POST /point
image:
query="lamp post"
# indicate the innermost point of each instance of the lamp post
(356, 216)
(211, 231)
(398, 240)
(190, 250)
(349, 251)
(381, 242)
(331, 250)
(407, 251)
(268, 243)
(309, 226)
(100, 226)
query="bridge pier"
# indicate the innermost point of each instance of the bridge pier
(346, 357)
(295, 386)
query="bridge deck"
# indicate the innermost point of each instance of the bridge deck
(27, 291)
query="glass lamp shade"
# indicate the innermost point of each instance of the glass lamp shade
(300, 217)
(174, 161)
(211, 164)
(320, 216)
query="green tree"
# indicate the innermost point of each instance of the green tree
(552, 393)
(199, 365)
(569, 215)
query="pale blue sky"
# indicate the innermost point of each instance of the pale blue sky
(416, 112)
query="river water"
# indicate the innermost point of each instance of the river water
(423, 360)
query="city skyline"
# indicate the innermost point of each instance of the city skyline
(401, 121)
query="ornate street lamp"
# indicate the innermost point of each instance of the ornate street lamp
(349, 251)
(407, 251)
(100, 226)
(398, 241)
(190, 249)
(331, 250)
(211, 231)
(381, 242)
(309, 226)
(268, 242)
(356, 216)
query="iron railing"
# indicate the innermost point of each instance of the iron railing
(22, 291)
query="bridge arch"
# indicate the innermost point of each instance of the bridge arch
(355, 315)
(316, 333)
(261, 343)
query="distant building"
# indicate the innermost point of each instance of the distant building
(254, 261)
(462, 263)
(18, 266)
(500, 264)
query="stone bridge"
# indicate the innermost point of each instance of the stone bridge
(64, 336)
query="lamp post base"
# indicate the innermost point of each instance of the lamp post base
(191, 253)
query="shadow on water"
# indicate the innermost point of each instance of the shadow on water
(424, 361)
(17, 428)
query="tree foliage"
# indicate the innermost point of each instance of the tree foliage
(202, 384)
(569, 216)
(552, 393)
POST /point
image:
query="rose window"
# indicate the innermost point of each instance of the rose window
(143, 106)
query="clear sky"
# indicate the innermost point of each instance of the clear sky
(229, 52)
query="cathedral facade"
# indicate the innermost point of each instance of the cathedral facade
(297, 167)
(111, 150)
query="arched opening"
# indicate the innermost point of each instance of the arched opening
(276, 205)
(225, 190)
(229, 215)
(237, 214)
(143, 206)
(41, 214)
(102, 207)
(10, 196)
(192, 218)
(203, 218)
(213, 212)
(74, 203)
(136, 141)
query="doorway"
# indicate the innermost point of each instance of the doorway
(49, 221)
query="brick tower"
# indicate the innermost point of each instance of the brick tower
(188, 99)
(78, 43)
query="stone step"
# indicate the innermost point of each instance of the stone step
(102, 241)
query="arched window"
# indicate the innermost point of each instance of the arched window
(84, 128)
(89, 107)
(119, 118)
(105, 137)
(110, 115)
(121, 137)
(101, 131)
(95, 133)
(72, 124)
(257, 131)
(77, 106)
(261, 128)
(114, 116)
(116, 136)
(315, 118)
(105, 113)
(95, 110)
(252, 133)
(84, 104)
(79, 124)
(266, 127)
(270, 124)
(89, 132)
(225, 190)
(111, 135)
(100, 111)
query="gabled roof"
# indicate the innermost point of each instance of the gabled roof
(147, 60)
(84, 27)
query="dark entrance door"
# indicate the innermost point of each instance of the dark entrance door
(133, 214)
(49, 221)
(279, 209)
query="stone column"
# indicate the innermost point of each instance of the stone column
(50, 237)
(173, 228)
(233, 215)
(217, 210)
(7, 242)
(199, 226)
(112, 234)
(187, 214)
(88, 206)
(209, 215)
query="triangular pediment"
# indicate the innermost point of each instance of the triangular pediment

----

Hand back the material above in full, exactly as written.

## Reply:
POST /point
image:
query="lamp post"
# indicate the innermost point of each instance of the lamp post
(356, 216)
(211, 231)
(398, 240)
(190, 250)
(349, 251)
(381, 242)
(331, 250)
(407, 251)
(268, 243)
(309, 226)
(100, 226)
query="bridge pier"
# indicate the innermost point of each instance of the bridge pier
(346, 357)
(295, 386)
query="bridge deck"
# indicate the innermost point of each instance of the bridge deck
(27, 291)
query="glass lamp shade"
# indicate the innermost point of each instance of the glass lamp shade
(300, 217)
(174, 161)
(211, 164)
(320, 216)
query="green tree"
# indicate the innermost point of each instance of the green tree
(552, 393)
(199, 365)
(569, 215)
query="pale blue sky"
# indicate the innermost point of each instance of the pale blue sky
(416, 112)
query="river water"
# indicate the innermost point of each instance of the river water
(423, 360)
query="city skyline"
# indicate the innermost point of each instance of the city skyline
(401, 121)
query="ornate street lamp"
# indicate the innermost point of each instance of the ornate street lamp
(349, 251)
(407, 251)
(100, 226)
(398, 241)
(190, 249)
(331, 250)
(211, 231)
(381, 242)
(309, 226)
(268, 242)
(356, 216)
query="iron railing"
# indicate the innermost point of each instance of the iron railing
(22, 291)
query="bridge arch"
# indicate the innermost point of each instance of the bridge arch
(355, 315)
(316, 333)
(261, 343)
query="distant building"
# indicate the innermost point of each instance of the distant building
(254, 261)
(462, 263)
(18, 266)
(500, 264)
query="stone bridge"
# indicate the innermost point of each instance of the stone bridge
(64, 336)
query="lamp post base"
# indicate the innermost point of each instance of the lamp post base
(191, 253)
query="shadow on water"
# indicate the innermost point of each instance of the shadow on water
(424, 361)
(17, 428)
query="tree foliage"
# indicate the innermost point of each instance of the tree foliage
(202, 384)
(569, 216)
(552, 393)
POST /point
image:
query="rose window"
# indicate the innermost point of each instance of the rose window
(143, 106)
query="clear sky"
# indicate the innermost point of each instance of the clear sky
(229, 52)
query="cathedral facade"
# indicate the innermost point of each instance of the cathedral facade
(297, 167)
(111, 150)
query="arched opening"
# indicate the innermost point of each instance of the arched opening
(276, 205)
(225, 190)
(229, 215)
(237, 214)
(143, 206)
(41, 214)
(102, 207)
(10, 196)
(192, 218)
(203, 218)
(213, 212)
(74, 203)
(136, 141)
query="doorway"
# indicate the innermost point of each instance of the doorway
(49, 221)
query="brick tower"
# indicate the innermost point of each instance of the brick tower
(188, 99)
(78, 43)
query="stone step"
# indicate the innermost point of each instance of the stone step
(102, 241)
query="arched window"
# indicate the innermost point of each instance of the arched window
(84, 128)
(89, 107)
(119, 118)
(105, 137)
(110, 115)
(121, 137)
(101, 131)
(95, 133)
(72, 124)
(257, 131)
(77, 106)
(261, 128)
(114, 116)
(116, 136)
(315, 118)
(105, 113)
(95, 110)
(252, 133)
(84, 104)
(79, 124)
(266, 127)
(270, 124)
(89, 132)
(225, 190)
(111, 135)
(100, 111)
query="gabled roof"
# indicate the innermost point of each instance of the gabled roof
(147, 60)
(84, 27)
query="dark entrance door"
# indicate the innermost point of each instance of the dark entrance door
(133, 214)
(49, 221)
(279, 209)
query="stone column"
# indicate the innermost point of each instance of the stone column
(50, 237)
(173, 228)
(233, 215)
(217, 210)
(7, 242)
(199, 226)
(112, 234)
(187, 214)
(88, 206)
(209, 215)
query="triangular pediment"
# indicate the innermost point of each instance of the triangular pediment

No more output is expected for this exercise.